▶ TEXTAUSZUG:
Frühere nordkoreanische Geschäfte in Österreich

Kim Jong Ryul war von 1974 bis 1994 Einkäufer im Dienste des Diktators. Mithilfe österreichischer Geschäftsleute konnten, so erzählt Kim aus seiner langjährigen Erfahrung, Güter aller Art gekauft werden, auch solche, die unter das Embargo gegen Nordkorea fallen, etwa Waffen, Codier-Telefonanlagen und Fingerabdruck-Identifikationsgeräte.

Diesen Gesetzesbruch bekamen die österreichischen Zwischenhändler fürstlich entlohnt. Kim Il Sung und später Kim Jong Il ließen sich zu Hause mit Luxus made in Austria ausgestattete Villen bauen und sie kauften zahllose Autos der Marke Mercedes für ihre Flotte, während die Bevölkerung unter chronischer Unterernährung leidet und nicht einmal das Allernotwendigste hat.

▶ ROHDATEN:
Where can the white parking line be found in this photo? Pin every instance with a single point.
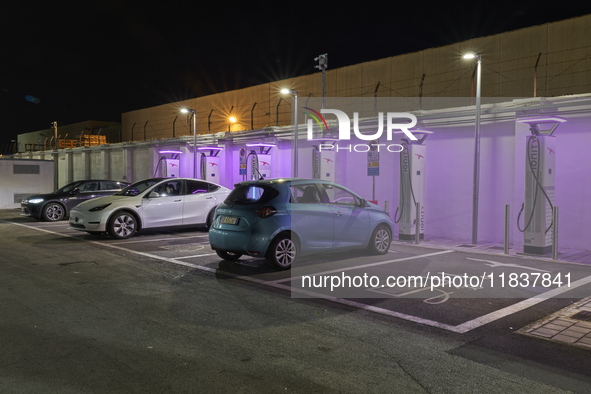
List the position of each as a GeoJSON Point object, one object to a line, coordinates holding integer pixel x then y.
{"type": "Point", "coordinates": [197, 255]}
{"type": "Point", "coordinates": [377, 263]}
{"type": "Point", "coordinates": [152, 240]}
{"type": "Point", "coordinates": [460, 328]}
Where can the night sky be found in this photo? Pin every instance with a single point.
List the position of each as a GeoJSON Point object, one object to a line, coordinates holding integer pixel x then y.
{"type": "Point", "coordinates": [93, 60]}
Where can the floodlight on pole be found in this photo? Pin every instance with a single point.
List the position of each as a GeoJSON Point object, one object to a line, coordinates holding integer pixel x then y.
{"type": "Point", "coordinates": [294, 170]}
{"type": "Point", "coordinates": [476, 55]}
{"type": "Point", "coordinates": [194, 113]}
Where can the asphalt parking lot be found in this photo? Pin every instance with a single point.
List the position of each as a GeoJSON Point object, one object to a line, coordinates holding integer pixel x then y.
{"type": "Point", "coordinates": [160, 312]}
{"type": "Point", "coordinates": [488, 288]}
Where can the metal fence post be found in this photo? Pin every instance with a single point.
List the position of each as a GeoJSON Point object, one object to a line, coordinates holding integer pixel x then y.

▶ AUFGABEN UND ÜBUNGEN:
- A) In welchem Zeitraum war Kim Jong Ryul laut dem Textauszug über nordkoreanische Geschäfte in Österreich als Einkäufer tätig?
- B) Gib aus dem Textauszug über nordkoreanische Geschäfte in Österreich wortgetreu die Stelle wieder, die bei den Worten „Kim Jong Ryul“ beginnt, und höre nach den Worten „Codier-Telefonanlagen und Fingerabdruck-Identifikationsgeräte.“ auf.
Die Daten haben mit dem Textauszug nichts zu tun.

▶ LÖSUNGEN IN REIHENFOLGE:
- A) Von 1974 bis 1994.

- B)
Kim Jong Ryul war von 1974 bis 1994 Einkäufer im Dienste des Diktators. Mithilfe österreichischer Geschäftsleute konnten, so erzählt Kim aus seiner langjährigen Erfahrung, Güter aller Art gekauft werden, auch solche, die unter das Embargo gegen Nordkorea fallen, etwa Waffen, Codier-Telefonanlagen und Fingerabdruck-Identifikationsgeräte.